Extract the data exactly, missing nothing.

· · ·

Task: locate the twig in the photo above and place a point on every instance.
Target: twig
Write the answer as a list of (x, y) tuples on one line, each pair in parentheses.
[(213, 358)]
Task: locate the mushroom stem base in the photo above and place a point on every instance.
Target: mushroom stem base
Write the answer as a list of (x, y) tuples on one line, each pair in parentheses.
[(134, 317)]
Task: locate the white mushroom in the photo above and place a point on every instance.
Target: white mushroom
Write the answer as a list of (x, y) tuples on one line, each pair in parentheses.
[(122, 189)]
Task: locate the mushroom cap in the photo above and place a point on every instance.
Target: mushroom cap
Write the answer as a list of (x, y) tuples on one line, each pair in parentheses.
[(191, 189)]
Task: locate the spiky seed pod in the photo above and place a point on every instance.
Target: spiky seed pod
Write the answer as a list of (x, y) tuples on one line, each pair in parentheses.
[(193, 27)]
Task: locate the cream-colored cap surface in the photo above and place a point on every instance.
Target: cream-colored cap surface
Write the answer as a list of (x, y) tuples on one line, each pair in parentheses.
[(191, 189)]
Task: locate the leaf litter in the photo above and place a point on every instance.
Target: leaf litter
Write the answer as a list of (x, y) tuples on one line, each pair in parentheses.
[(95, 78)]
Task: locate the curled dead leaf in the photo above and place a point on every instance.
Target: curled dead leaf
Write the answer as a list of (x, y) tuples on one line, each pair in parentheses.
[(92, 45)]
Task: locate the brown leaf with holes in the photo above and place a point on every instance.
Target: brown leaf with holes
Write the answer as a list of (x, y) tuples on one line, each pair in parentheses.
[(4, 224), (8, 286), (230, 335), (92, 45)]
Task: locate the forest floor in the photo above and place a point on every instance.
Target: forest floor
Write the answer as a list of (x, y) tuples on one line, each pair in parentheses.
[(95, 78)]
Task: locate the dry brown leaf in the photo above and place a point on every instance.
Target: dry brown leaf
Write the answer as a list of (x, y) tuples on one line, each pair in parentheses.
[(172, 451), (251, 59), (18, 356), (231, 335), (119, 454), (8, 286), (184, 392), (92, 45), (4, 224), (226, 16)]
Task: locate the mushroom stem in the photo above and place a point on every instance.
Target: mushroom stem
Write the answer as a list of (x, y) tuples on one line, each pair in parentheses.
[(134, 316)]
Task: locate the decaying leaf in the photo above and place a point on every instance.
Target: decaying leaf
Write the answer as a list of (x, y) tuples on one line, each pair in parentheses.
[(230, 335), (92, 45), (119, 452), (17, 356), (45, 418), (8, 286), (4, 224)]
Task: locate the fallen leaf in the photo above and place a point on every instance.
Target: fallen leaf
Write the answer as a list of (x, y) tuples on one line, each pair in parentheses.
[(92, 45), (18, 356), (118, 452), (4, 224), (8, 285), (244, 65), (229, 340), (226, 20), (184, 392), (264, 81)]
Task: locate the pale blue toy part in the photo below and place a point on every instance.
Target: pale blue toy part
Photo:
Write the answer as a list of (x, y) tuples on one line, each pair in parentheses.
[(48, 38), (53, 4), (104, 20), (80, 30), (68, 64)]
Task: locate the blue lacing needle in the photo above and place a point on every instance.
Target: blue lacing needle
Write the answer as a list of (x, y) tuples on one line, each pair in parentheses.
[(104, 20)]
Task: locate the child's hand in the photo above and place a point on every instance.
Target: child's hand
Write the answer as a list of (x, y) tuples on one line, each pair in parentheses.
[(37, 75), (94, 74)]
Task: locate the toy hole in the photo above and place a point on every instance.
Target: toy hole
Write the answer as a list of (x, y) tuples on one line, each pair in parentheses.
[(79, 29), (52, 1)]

· · ·

OUTPUT FOR THIS EXERCISE ▸
Task: locate the twig in the photo above and place a point on every instance.
Target: twig
Write the answer as a list of (x, y) tuples on one line, each pair in parentheses.
[(213, 358)]
Task: locate the mushroom stem base in the photo above and place a point on every instance.
Target: mushroom stem base
Write the answer as a list of (x, y) tuples on one line, each pair in parentheses.
[(134, 317)]
Task: locate the white mushroom in the photo above and place a point on every instance.
Target: white mushroom
Write the answer as a list of (x, y) tuples on one line, each pair in parentheses.
[(122, 189)]
Task: locate the mushroom cap in the photo above and place a point on every instance.
Target: mushroom cap
Write the answer as a list of (x, y) tuples on one line, each pair in parentheses.
[(191, 189)]
Task: locate the spiky seed pod in the photo above and place a point on every instance.
Target: spiky seed pod
Write the answer as a list of (x, y) tuples on one line, each pair in parentheses.
[(193, 27)]
Task: locate the cream-colored cap surface in the photo above and place a point on every instance.
Target: cream-colored cap surface
Write the answer as a list of (x, y) tuples on one line, each pair in parentheses.
[(191, 189)]
Task: locate the leaf litter in the photo above and place a point on every instance.
Target: leaf litter
Write the answer as a list of (x, y) tuples on one line, each pair in parentheses.
[(95, 78)]
Task: locate the curled dead leaf in the photo above and place a point on every instance.
Target: curled dead leaf
Write the answer as a list of (x, y) tuples on one line, each pair in parentheses.
[(92, 45)]
Task: locate the brown leaf with holes in the photo above and place a point on every instance.
Target: brown leaf with holes
Write the answer as a list of (x, y) tuples on one line, each pair in parentheses.
[(4, 224), (8, 286), (230, 335), (92, 45)]
Task: locate the forest floor in the photo above and place a point on every instance.
Target: forest floor
Write the answer as a list of (x, y) tuples on one line, each pair in parentheses.
[(95, 78)]
Task: locate the dry brown leaf in the photo above and place a point on every instance.
Target: dry brown leaf
Write the answer as a list of (x, y) tuples on one line, each pair in parentheses.
[(172, 451), (251, 59), (18, 356), (231, 335), (119, 454), (8, 286), (184, 392), (92, 45), (4, 224), (226, 16)]
Task: locate the mushroom stem in the photo above and place a point on every instance.
Target: mushroom stem
Write the answer as a list of (x, y) tuples on one line, each pair in parentheses.
[(134, 316)]
Task: locate the decaying leaf in the photo above and place a point on every instance.
Target: decaying leaf
Write the answer as a list of (x, y) tuples on one line, each pair in parentheses.
[(230, 335), (92, 45), (119, 452), (17, 356), (45, 418), (8, 286), (4, 224)]
Task: locate the fallen leaf in the photo above and place a point on every instance.
Target: fallen leaf
Write the answer as a list of (x, y) tuples on one line, each pair in parentheses.
[(92, 45), (18, 356), (118, 452), (4, 224), (8, 285), (244, 65), (229, 340), (226, 20), (184, 392), (264, 81)]
Task: locate the pale blue toy part in the photo below and place a point on every instance.
Target: pale blue toy part
Photo:
Write the answer as a list of (x, y) tuples on one line, each pair in parentheses.
[(48, 38), (53, 4), (104, 20), (80, 30), (68, 64)]
Task: locate the blue lacing needle in the photo above and place a point on every instance.
Target: blue lacing needle
Write the answer as a list of (x, y) tuples on one line, each pair in parentheses.
[(104, 20)]
Task: locate the child's hand in the photo above and place a point on every instance.
Target: child's hand
Write the answer as a list of (x, y) tuples on one line, each pair in parentheses.
[(37, 75), (94, 74)]
Task: locate the toy hole in the photo above and place a point on every instance.
Target: toy hole
Write the answer as a list of (x, y) tuples on one line, each pair in parentheses.
[(79, 29), (52, 1)]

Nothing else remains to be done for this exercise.